DIRECTION: Copy out the entries starting at the very beginning and ending at the line that contains "(1040, 450)", swapping "wooden" for "timber" and leaving everything else as it is.
§ §
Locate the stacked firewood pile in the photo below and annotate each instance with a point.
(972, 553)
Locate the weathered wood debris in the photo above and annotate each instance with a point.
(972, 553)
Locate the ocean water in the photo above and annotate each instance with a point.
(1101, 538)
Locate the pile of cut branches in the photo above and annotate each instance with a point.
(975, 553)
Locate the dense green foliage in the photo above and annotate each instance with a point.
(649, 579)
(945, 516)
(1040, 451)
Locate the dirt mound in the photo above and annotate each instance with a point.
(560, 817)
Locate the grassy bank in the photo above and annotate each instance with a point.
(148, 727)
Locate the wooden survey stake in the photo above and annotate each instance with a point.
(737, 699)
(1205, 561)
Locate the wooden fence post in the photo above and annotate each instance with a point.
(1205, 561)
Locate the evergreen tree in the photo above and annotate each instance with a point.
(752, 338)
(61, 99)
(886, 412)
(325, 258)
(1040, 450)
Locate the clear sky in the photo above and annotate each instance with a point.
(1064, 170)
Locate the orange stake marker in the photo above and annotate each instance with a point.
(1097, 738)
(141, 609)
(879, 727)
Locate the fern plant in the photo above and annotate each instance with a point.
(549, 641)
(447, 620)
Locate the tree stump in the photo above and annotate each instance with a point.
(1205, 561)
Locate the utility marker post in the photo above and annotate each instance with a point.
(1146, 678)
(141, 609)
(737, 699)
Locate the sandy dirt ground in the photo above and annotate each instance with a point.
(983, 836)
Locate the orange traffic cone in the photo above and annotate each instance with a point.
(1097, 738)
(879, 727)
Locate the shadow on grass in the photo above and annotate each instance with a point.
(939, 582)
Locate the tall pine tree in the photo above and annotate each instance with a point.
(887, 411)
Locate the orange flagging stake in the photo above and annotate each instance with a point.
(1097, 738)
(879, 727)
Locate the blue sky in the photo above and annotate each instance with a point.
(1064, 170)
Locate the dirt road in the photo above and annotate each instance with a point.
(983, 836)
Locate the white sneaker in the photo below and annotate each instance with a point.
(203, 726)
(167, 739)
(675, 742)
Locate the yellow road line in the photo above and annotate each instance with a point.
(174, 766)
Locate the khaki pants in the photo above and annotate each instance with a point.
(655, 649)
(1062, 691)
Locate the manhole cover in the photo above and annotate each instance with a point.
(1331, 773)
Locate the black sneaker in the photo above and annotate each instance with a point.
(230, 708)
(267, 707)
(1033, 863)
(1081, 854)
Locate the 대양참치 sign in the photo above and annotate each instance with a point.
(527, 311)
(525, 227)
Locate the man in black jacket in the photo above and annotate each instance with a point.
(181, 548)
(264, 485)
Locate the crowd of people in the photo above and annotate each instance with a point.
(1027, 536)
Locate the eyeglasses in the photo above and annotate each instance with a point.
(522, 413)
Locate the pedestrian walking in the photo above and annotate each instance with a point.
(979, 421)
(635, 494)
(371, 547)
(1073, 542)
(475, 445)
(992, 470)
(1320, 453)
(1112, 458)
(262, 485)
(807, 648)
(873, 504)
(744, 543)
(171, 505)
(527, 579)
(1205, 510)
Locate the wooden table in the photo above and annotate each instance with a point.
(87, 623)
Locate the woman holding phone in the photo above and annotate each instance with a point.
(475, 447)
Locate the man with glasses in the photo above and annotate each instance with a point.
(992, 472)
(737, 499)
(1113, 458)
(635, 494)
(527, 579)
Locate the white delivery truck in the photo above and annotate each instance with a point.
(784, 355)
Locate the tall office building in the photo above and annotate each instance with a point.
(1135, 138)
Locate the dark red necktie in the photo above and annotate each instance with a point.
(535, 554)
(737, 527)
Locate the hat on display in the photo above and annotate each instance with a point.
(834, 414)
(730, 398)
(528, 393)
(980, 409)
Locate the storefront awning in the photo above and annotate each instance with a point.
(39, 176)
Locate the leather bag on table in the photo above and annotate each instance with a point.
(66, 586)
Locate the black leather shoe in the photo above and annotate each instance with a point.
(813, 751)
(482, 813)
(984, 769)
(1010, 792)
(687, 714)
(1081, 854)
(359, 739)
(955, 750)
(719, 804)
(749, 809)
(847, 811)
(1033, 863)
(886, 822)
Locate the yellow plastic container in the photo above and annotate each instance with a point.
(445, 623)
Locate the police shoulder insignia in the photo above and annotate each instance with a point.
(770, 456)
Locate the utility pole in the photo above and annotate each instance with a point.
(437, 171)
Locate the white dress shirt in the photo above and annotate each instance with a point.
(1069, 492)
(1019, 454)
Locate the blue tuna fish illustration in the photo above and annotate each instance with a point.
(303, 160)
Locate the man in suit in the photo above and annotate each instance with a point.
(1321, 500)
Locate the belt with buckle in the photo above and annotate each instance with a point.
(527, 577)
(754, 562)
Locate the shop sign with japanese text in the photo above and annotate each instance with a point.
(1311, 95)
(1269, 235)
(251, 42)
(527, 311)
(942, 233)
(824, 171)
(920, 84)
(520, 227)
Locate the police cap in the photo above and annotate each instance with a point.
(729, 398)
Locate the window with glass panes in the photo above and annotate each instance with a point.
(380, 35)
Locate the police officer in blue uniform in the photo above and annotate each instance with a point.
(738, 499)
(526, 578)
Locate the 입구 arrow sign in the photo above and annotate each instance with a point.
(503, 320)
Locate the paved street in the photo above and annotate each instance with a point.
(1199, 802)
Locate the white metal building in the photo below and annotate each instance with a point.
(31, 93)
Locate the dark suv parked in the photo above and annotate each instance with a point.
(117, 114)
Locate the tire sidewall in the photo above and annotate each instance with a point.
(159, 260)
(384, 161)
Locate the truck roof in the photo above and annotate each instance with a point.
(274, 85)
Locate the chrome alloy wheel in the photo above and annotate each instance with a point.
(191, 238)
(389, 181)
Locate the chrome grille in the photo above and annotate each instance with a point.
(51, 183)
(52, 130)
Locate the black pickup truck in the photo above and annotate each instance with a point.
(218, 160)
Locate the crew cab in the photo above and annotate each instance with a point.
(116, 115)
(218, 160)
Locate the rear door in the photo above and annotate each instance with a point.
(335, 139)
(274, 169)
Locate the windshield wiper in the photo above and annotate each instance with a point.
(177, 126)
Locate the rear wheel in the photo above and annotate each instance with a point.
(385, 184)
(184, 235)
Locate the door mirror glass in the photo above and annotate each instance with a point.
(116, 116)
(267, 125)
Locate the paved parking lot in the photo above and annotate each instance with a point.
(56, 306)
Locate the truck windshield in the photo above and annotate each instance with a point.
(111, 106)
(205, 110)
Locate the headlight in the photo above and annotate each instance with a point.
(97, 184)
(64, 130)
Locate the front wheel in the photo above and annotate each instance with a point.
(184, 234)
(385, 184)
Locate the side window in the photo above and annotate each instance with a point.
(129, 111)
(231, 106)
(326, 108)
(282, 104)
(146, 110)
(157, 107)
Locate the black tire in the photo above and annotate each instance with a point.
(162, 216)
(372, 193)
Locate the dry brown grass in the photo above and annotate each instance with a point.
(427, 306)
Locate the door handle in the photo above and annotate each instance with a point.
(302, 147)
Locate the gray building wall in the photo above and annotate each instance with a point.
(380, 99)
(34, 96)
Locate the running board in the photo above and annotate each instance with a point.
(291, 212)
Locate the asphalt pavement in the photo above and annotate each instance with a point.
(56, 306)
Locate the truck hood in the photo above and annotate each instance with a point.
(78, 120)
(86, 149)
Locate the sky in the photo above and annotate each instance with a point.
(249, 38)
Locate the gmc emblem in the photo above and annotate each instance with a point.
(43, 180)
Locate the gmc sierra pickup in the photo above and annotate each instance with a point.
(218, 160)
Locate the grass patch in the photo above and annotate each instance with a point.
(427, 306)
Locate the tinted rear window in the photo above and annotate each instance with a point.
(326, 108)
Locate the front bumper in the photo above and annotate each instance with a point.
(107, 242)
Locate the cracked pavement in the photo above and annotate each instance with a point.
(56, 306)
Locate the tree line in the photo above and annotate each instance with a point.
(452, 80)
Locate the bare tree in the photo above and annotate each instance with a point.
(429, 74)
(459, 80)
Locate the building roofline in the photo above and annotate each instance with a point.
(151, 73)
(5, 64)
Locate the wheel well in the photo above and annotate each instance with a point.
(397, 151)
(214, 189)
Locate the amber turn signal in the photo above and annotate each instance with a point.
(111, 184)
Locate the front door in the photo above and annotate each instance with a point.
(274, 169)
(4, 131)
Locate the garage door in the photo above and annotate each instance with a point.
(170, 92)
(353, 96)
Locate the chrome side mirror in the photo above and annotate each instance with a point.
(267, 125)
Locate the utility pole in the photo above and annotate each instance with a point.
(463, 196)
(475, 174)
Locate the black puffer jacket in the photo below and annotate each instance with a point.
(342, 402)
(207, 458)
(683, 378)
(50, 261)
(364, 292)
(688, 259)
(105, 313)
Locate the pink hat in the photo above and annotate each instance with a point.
§ §
FINAL RESULT:
Locate the stacked firewood pile in the photo below and annotate each instance with a point.
(972, 553)
Locate the weathered wood debris in the photo above and annotate each instance with a point.
(972, 553)
Locate the ocean water in the photo above and annotate each instance with a point.
(1101, 538)
Locate the pile of cut branches in the photo above and annotate each instance with a point.
(975, 553)
Locate the dense green foliage in the photo above and annotate each instance with a point.
(649, 579)
(945, 516)
(1040, 451)
Locate the dirt mound in the photo above and annotate each instance with a point.
(560, 817)
Locate the grassy bank in the photo above and annotate each instance with a point.
(148, 727)
Locate the timber survey stake in the photo above and annotate each instance with a point.
(737, 699)
(1205, 561)
Locate the timber fence post in the photo above and annotate each instance with a point.
(1205, 561)
Locate the evergreen tree in the photo above and annotate each instance with a point.
(752, 338)
(61, 99)
(886, 412)
(325, 258)
(1040, 450)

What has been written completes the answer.